## Exercise data:
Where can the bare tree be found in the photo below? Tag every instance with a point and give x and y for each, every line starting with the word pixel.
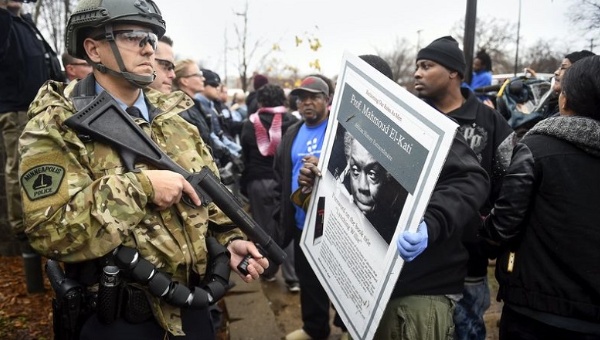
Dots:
pixel 586 13
pixel 51 18
pixel 246 49
pixel 497 37
pixel 402 61
pixel 542 57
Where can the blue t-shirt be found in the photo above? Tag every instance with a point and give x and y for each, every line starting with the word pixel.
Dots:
pixel 308 141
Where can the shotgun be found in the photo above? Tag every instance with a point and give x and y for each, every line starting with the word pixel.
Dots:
pixel 105 121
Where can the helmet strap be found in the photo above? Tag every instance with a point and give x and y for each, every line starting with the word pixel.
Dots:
pixel 136 80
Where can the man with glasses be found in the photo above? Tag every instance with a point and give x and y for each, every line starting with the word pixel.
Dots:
pixel 75 68
pixel 302 140
pixel 164 66
pixel 81 203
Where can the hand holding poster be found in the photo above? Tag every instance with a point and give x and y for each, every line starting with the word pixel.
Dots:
pixel 383 153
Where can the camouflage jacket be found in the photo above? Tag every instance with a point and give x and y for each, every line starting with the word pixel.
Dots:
pixel 80 203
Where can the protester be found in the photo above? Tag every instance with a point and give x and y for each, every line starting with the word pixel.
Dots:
pixel 209 98
pixel 302 140
pixel 26 62
pixel 482 70
pixel 239 110
pixel 90 204
pixel 258 81
pixel 440 69
pixel 547 219
pixel 22 71
pixel 189 79
pixel 261 135
pixel 432 279
pixel 75 68
pixel 568 60
pixel 164 66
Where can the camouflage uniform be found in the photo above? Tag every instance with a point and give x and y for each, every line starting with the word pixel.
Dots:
pixel 80 203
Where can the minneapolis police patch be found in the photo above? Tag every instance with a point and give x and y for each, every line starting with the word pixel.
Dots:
pixel 42 181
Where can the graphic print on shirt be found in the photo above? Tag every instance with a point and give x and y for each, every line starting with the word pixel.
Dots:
pixel 312 146
pixel 476 136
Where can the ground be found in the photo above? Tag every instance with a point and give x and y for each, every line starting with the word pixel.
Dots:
pixel 26 316
pixel 23 316
pixel 286 307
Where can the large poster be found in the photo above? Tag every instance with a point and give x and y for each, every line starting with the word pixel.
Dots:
pixel 383 152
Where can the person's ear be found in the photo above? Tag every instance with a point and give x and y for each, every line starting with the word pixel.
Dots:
pixel 91 47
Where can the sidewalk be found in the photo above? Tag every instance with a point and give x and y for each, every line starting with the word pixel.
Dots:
pixel 266 310
pixel 249 311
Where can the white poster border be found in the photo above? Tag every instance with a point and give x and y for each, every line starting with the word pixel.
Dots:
pixel 379 104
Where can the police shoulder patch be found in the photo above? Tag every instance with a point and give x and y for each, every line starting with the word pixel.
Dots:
pixel 42 181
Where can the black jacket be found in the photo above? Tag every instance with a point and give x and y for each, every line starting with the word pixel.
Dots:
pixel 460 190
pixel 23 68
pixel 548 214
pixel 492 140
pixel 282 166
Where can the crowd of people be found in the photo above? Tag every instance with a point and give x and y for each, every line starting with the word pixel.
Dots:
pixel 529 202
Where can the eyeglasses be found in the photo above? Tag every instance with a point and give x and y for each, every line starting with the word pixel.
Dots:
pixel 309 95
pixel 165 64
pixel 133 38
pixel 199 75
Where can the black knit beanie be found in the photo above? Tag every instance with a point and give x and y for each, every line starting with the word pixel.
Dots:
pixel 445 51
pixel 575 56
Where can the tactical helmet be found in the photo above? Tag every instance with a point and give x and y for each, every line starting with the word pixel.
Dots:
pixel 91 14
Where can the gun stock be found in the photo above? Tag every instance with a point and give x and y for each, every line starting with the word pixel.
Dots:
pixel 104 120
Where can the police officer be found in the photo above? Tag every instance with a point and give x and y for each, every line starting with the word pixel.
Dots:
pixel 79 201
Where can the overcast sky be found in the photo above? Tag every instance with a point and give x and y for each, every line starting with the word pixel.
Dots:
pixel 200 28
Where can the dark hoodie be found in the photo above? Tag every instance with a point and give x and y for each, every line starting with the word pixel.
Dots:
pixel 547 213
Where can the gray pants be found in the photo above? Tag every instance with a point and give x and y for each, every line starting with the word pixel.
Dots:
pixel 263 197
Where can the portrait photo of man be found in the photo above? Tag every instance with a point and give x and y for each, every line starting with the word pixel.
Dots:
pixel 372 188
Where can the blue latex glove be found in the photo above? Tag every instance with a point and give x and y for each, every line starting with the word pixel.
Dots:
pixel 410 244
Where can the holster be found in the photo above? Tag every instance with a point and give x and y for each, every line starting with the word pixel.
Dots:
pixel 135 307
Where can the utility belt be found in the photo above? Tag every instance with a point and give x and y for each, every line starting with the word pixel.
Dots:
pixel 119 295
pixel 120 300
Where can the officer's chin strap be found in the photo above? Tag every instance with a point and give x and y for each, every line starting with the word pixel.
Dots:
pixel 136 80
pixel 215 284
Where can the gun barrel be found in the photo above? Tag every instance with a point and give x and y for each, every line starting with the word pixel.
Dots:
pixel 56 276
pixel 225 200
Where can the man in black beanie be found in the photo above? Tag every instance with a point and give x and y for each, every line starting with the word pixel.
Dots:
pixel 420 306
pixel 438 77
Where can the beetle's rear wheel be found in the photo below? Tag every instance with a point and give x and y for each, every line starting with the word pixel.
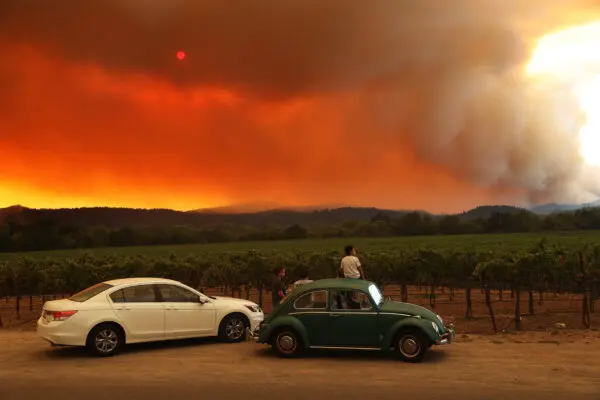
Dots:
pixel 287 343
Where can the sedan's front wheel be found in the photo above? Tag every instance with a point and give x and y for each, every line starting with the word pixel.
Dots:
pixel 105 340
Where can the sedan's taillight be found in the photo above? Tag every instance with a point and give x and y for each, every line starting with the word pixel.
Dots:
pixel 59 315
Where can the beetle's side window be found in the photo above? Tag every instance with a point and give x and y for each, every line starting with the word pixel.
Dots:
pixel 316 300
pixel 134 294
pixel 350 300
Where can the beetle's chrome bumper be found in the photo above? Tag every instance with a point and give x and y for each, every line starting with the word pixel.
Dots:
pixel 252 335
pixel 447 337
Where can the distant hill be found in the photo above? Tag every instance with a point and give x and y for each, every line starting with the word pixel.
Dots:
pixel 485 212
pixel 554 207
pixel 242 214
pixel 245 208
pixel 5 212
pixel 120 217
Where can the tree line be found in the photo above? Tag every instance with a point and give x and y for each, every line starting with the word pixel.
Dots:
pixel 49 234
pixel 541 269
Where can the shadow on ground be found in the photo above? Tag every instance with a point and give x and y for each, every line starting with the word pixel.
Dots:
pixel 59 352
pixel 432 356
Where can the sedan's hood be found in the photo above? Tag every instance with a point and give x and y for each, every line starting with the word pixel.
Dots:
pixel 390 306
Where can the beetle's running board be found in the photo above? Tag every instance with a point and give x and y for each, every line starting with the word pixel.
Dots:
pixel 344 348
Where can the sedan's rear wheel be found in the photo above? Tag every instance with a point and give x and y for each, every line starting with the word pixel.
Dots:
pixel 233 328
pixel 105 340
pixel 286 343
pixel 411 345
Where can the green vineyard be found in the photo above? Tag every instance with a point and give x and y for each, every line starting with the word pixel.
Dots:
pixel 516 263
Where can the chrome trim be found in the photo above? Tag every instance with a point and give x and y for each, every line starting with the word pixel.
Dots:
pixel 344 348
pixel 339 312
pixel 401 314
pixel 252 335
pixel 310 312
pixel 319 311
pixel 311 293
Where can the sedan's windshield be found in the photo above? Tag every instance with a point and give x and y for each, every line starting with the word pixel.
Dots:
pixel 90 292
pixel 376 294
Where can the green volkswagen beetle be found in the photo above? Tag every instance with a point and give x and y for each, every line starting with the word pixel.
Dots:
pixel 351 314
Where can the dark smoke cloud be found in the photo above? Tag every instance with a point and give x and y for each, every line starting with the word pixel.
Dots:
pixel 447 74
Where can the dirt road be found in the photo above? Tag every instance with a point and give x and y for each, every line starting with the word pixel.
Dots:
pixel 524 366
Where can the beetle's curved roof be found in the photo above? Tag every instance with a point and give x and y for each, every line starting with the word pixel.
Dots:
pixel 336 283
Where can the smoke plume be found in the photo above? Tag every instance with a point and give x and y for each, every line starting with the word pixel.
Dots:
pixel 446 77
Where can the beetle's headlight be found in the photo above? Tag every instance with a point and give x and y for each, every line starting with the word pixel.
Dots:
pixel 253 308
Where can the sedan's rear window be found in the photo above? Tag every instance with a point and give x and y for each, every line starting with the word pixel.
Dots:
pixel 90 292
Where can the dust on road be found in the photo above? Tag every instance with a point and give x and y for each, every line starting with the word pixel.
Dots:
pixel 479 367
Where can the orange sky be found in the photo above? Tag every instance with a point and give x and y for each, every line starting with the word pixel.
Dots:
pixel 111 117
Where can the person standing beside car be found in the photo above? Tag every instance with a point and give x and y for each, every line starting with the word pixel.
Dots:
pixel 278 290
pixel 351 268
pixel 350 265
pixel 304 278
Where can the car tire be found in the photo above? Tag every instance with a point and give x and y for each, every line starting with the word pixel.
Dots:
pixel 105 340
pixel 233 328
pixel 287 343
pixel 411 345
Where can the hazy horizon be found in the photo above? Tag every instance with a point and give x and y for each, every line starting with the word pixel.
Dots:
pixel 273 100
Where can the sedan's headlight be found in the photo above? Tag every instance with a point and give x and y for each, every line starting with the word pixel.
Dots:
pixel 253 308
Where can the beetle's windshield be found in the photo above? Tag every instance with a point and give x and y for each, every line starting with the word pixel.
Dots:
pixel 376 294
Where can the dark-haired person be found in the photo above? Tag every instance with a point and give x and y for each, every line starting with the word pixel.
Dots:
pixel 350 265
pixel 351 268
pixel 304 279
pixel 278 290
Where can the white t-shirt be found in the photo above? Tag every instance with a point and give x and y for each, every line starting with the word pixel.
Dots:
pixel 350 266
pixel 301 282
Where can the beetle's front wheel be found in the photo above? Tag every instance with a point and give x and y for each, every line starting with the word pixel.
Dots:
pixel 411 345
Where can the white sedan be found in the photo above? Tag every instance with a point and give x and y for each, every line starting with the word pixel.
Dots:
pixel 108 315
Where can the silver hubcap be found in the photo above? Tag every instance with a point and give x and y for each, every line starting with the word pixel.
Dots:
pixel 409 346
pixel 286 343
pixel 106 341
pixel 234 328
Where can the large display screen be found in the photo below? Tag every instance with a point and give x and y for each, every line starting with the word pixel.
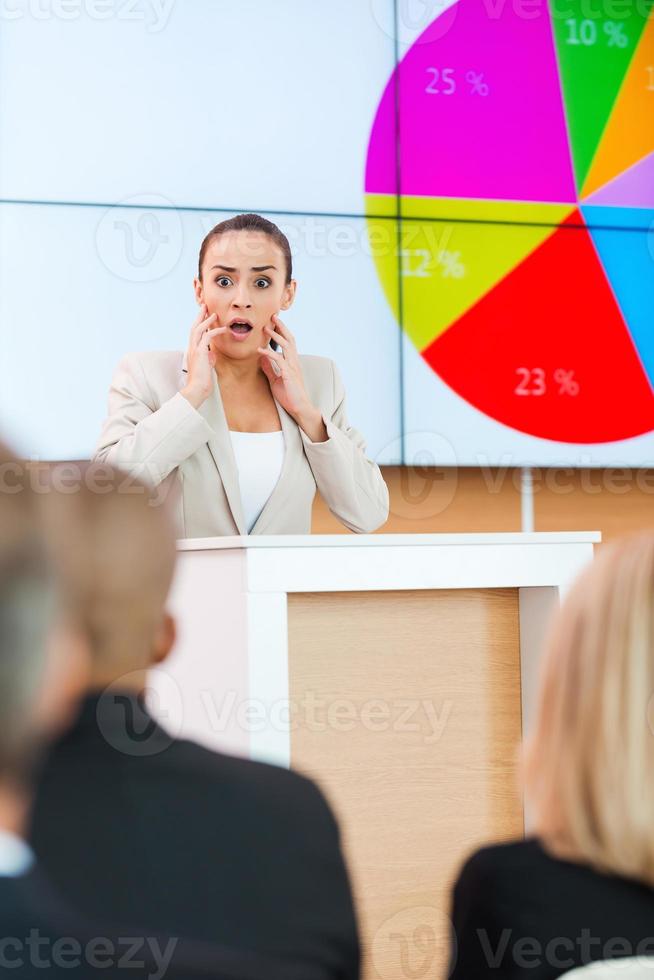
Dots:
pixel 468 190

## Given task:
Reproduce verbatim the lines of the records starting at the one containing "Where can the shotgun" and ending at the one containing "pixel 383 153", both included.

## Final result:
Where can the shotgun be found in the photo above? Tag every instance with a point and give x and y for each, every line starting with the word pixel.
Dots:
pixel 105 121
Where can the helmet strap be found in the photo above? Tag every instance with a point and give x and y for each, every line starting with the word pixel.
Dots:
pixel 136 80
Where can the man with glasses be found in the photo above? Tag every instance with a point and give x and y for each, every line starting with the word pixel.
Dots:
pixel 75 68
pixel 302 140
pixel 164 66
pixel 81 203
Where can the hand holding poster be found in the photo above? Tag every instance with a point and give x and y for each, every line starting with the word pixel.
Dots:
pixel 383 153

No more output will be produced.